*Challenge*
Render the items below as a numbered list with blank lines omitted, starting with the line that contains "Please indicate the crowd" and going on through the end of the items. Leave the pictures out of your answer.

(Pointing dataset excerpts)
------------------------------

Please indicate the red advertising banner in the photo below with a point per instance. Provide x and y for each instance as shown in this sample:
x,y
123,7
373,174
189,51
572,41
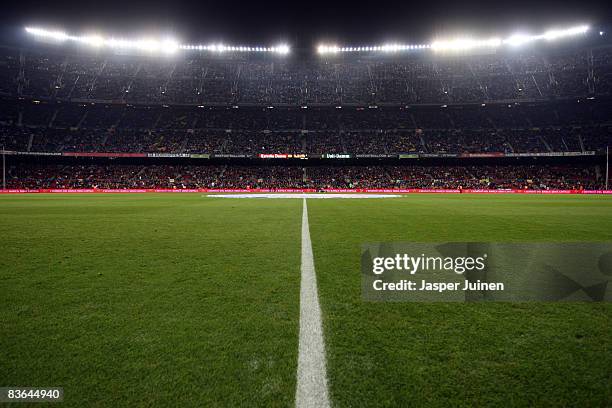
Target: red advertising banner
x,y
289,190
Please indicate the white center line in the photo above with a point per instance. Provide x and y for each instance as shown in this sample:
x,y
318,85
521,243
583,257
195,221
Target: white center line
x,y
311,376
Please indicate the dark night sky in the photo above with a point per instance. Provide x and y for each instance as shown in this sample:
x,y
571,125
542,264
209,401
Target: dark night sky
x,y
303,23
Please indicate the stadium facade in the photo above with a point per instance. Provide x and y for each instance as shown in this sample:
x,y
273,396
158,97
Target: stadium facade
x,y
538,118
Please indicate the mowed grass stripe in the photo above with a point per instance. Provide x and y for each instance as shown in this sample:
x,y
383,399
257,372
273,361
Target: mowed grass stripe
x,y
140,300
402,354
311,376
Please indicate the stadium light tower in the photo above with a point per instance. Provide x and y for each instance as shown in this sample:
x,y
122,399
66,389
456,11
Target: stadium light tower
x,y
3,168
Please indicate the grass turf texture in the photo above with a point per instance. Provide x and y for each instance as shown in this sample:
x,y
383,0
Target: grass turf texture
x,y
197,303
167,300
415,354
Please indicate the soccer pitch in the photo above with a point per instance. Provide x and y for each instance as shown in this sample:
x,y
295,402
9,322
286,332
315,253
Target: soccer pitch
x,y
185,300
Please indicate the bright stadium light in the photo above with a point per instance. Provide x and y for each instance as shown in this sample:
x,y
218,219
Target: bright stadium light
x,y
459,44
165,46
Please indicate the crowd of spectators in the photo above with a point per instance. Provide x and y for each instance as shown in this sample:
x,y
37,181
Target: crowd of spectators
x,y
38,176
529,128
230,80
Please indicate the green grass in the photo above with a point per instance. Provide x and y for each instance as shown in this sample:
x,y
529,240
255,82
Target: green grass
x,y
180,300
417,354
172,300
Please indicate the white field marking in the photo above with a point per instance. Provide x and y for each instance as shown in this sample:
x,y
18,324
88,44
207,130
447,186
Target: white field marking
x,y
311,389
303,195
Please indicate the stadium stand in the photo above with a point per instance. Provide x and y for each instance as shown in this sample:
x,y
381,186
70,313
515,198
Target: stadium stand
x,y
553,102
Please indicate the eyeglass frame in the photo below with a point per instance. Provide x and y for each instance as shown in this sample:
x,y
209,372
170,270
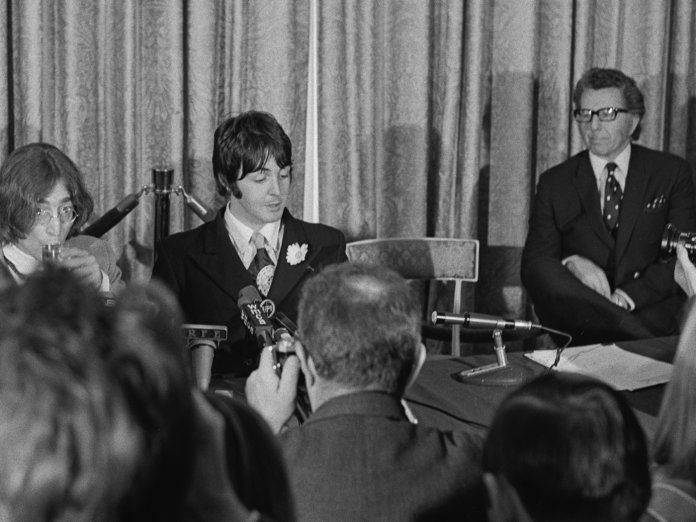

------------------------------

*Task response*
1. Please indicate the crowd of spectators in the photo above with a point per instance. Provide x and y for each instance as shown in this sample:
2. x,y
3. 37,181
4. Target: crowd of spectators
5. x,y
6. 38,176
7. 529,128
8. 230,80
9. Please indicate the green grass in the photo above with a point per instance. Provide x and y for each instance as shown in this sample:
10. x,y
11. 529,240
12. 255,82
13. Target: green grass
14. x,y
15. 180,300
16. 417,354
17. 172,300
18. Please indicate the white field marking in the photo above with a point per instance. Provide x and y for each instance as shown in this sample:
19. x,y
20. 18,324
21. 88,44
22. 207,130
23. 447,186
24. Target: white field marking
25. x,y
26. 311,389
27. 303,195
28. Please indicate the stadium stand in the photo above with a point per instance. Provide x and y for each instance as shown in this sample:
29. x,y
30. 381,186
31. 70,313
32. 515,198
33. Target: stadium stand
34. x,y
35. 553,102
36. Please indicate the eyeglass frame in the photo below with a point per instance. Provide x and y for each instance as shown in this sample:
37. x,y
38. 209,372
39. 170,270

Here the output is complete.